## PROBLEM STATEMENT:
Please tally the lines in the items below that contain the string "tower", treating uppercase and lowercase as different. Reply with the number alone.

--- Start EXERCISE DATA ---

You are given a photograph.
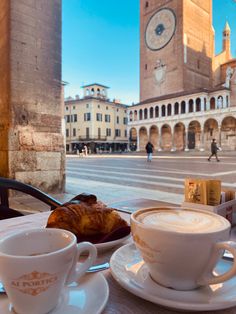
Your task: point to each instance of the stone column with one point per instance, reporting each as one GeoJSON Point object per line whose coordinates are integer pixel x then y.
{"type": "Point", "coordinates": [32, 143]}
{"type": "Point", "coordinates": [187, 106]}
{"type": "Point", "coordinates": [219, 140]}
{"type": "Point", "coordinates": [202, 141]}
{"type": "Point", "coordinates": [138, 149]}
{"type": "Point", "coordinates": [173, 148]}
{"type": "Point", "coordinates": [202, 103]}
{"type": "Point", "coordinates": [159, 143]}
{"type": "Point", "coordinates": [186, 140]}
{"type": "Point", "coordinates": [208, 105]}
{"type": "Point", "coordinates": [194, 105]}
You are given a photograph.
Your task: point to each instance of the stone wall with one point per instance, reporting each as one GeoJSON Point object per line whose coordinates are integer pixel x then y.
{"type": "Point", "coordinates": [35, 150]}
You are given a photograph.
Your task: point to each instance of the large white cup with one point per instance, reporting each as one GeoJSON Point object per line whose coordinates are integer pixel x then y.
{"type": "Point", "coordinates": [182, 246]}
{"type": "Point", "coordinates": [36, 264]}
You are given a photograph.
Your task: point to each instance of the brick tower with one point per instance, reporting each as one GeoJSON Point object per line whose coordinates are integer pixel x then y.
{"type": "Point", "coordinates": [176, 46]}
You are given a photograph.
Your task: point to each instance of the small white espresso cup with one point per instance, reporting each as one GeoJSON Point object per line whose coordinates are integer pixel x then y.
{"type": "Point", "coordinates": [36, 264]}
{"type": "Point", "coordinates": [182, 246]}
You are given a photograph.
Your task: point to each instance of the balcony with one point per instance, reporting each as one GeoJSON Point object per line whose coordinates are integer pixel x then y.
{"type": "Point", "coordinates": [92, 138]}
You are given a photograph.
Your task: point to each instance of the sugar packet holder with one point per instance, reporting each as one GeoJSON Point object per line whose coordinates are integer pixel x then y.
{"type": "Point", "coordinates": [227, 209]}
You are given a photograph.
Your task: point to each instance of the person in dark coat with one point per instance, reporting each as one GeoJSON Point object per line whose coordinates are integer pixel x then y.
{"type": "Point", "coordinates": [214, 149]}
{"type": "Point", "coordinates": [149, 149]}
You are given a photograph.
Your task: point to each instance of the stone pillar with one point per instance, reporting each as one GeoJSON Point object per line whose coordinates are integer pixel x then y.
{"type": "Point", "coordinates": [186, 140]}
{"type": "Point", "coordinates": [159, 149]}
{"type": "Point", "coordinates": [32, 143]}
{"type": "Point", "coordinates": [138, 149]}
{"type": "Point", "coordinates": [219, 130]}
{"type": "Point", "coordinates": [202, 141]}
{"type": "Point", "coordinates": [208, 105]}
{"type": "Point", "coordinates": [202, 103]}
{"type": "Point", "coordinates": [194, 105]}
{"type": "Point", "coordinates": [187, 106]}
{"type": "Point", "coordinates": [173, 148]}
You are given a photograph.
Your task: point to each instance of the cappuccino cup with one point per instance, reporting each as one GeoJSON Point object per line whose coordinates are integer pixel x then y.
{"type": "Point", "coordinates": [182, 246]}
{"type": "Point", "coordinates": [35, 266]}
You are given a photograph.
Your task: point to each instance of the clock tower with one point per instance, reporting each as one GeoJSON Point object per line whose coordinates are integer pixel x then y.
{"type": "Point", "coordinates": [176, 46]}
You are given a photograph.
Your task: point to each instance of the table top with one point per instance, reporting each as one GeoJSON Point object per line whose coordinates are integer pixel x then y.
{"type": "Point", "coordinates": [120, 300]}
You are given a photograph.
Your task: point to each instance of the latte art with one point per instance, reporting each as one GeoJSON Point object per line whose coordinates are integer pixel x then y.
{"type": "Point", "coordinates": [186, 221]}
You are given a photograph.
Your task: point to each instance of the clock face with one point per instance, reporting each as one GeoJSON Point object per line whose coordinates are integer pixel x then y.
{"type": "Point", "coordinates": [160, 29]}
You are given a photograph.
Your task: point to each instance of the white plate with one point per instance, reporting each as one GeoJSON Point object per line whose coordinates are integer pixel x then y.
{"type": "Point", "coordinates": [89, 296]}
{"type": "Point", "coordinates": [130, 271]}
{"type": "Point", "coordinates": [109, 245]}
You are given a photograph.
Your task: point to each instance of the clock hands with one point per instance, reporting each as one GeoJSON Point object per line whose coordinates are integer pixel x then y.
{"type": "Point", "coordinates": [160, 29]}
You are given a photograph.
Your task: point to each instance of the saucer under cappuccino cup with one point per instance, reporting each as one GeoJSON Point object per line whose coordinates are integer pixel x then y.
{"type": "Point", "coordinates": [182, 246]}
{"type": "Point", "coordinates": [37, 264]}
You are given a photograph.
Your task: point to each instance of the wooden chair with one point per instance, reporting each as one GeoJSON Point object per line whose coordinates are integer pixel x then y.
{"type": "Point", "coordinates": [9, 184]}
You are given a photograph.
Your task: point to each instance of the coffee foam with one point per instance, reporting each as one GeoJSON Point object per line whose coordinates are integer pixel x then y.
{"type": "Point", "coordinates": [182, 220]}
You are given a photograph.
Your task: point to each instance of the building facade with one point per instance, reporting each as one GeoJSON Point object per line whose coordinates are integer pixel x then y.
{"type": "Point", "coordinates": [187, 94]}
{"type": "Point", "coordinates": [95, 121]}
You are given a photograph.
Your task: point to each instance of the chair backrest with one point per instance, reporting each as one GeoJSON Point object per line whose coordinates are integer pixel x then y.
{"type": "Point", "coordinates": [9, 184]}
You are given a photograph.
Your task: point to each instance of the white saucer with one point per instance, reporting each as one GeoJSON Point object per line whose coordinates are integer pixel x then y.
{"type": "Point", "coordinates": [89, 296]}
{"type": "Point", "coordinates": [131, 273]}
{"type": "Point", "coordinates": [109, 245]}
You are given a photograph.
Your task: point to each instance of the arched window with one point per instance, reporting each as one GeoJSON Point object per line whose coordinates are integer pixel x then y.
{"type": "Point", "coordinates": [140, 114]}
{"type": "Point", "coordinates": [198, 104]}
{"type": "Point", "coordinates": [145, 113]}
{"type": "Point", "coordinates": [131, 116]}
{"type": "Point", "coordinates": [169, 110]}
{"type": "Point", "coordinates": [156, 112]}
{"type": "Point", "coordinates": [205, 108]}
{"type": "Point", "coordinates": [163, 110]}
{"type": "Point", "coordinates": [212, 103]}
{"type": "Point", "coordinates": [220, 102]}
{"type": "Point", "coordinates": [183, 107]}
{"type": "Point", "coordinates": [176, 108]}
{"type": "Point", "coordinates": [151, 112]}
{"type": "Point", "coordinates": [190, 104]}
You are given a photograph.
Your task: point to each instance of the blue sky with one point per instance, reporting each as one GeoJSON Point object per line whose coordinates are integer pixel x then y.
{"type": "Point", "coordinates": [100, 43]}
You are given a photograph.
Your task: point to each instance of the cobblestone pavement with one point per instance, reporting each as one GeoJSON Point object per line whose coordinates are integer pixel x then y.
{"type": "Point", "coordinates": [127, 176]}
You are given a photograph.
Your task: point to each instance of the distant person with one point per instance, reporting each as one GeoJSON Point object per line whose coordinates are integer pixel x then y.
{"type": "Point", "coordinates": [85, 150]}
{"type": "Point", "coordinates": [214, 149]}
{"type": "Point", "coordinates": [149, 149]}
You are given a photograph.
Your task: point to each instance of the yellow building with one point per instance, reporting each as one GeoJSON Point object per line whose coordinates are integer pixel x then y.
{"type": "Point", "coordinates": [95, 121]}
{"type": "Point", "coordinates": [187, 93]}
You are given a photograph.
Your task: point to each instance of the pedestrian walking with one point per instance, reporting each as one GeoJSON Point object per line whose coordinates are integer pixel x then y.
{"type": "Point", "coordinates": [85, 150]}
{"type": "Point", "coordinates": [214, 149]}
{"type": "Point", "coordinates": [149, 149]}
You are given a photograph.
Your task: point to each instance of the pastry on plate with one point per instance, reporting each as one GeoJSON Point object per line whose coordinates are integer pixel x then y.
{"type": "Point", "coordinates": [89, 219]}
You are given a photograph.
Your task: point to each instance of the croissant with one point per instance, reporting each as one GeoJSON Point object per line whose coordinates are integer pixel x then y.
{"type": "Point", "coordinates": [89, 219]}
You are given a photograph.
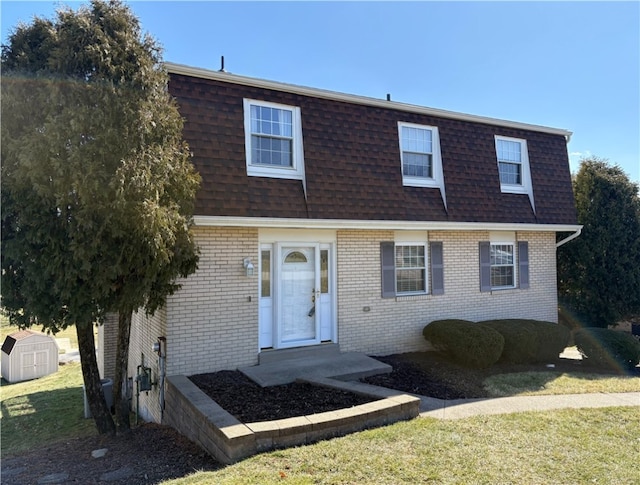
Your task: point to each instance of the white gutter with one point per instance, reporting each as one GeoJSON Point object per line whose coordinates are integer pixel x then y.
{"type": "Point", "coordinates": [228, 221]}
{"type": "Point", "coordinates": [569, 238]}
{"type": "Point", "coordinates": [351, 98]}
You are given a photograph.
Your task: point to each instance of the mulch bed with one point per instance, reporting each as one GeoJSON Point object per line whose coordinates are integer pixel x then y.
{"type": "Point", "coordinates": [152, 453]}
{"type": "Point", "coordinates": [249, 403]}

--- End EXERCISE DATA ---

## RESPONSE TO THE TASK:
2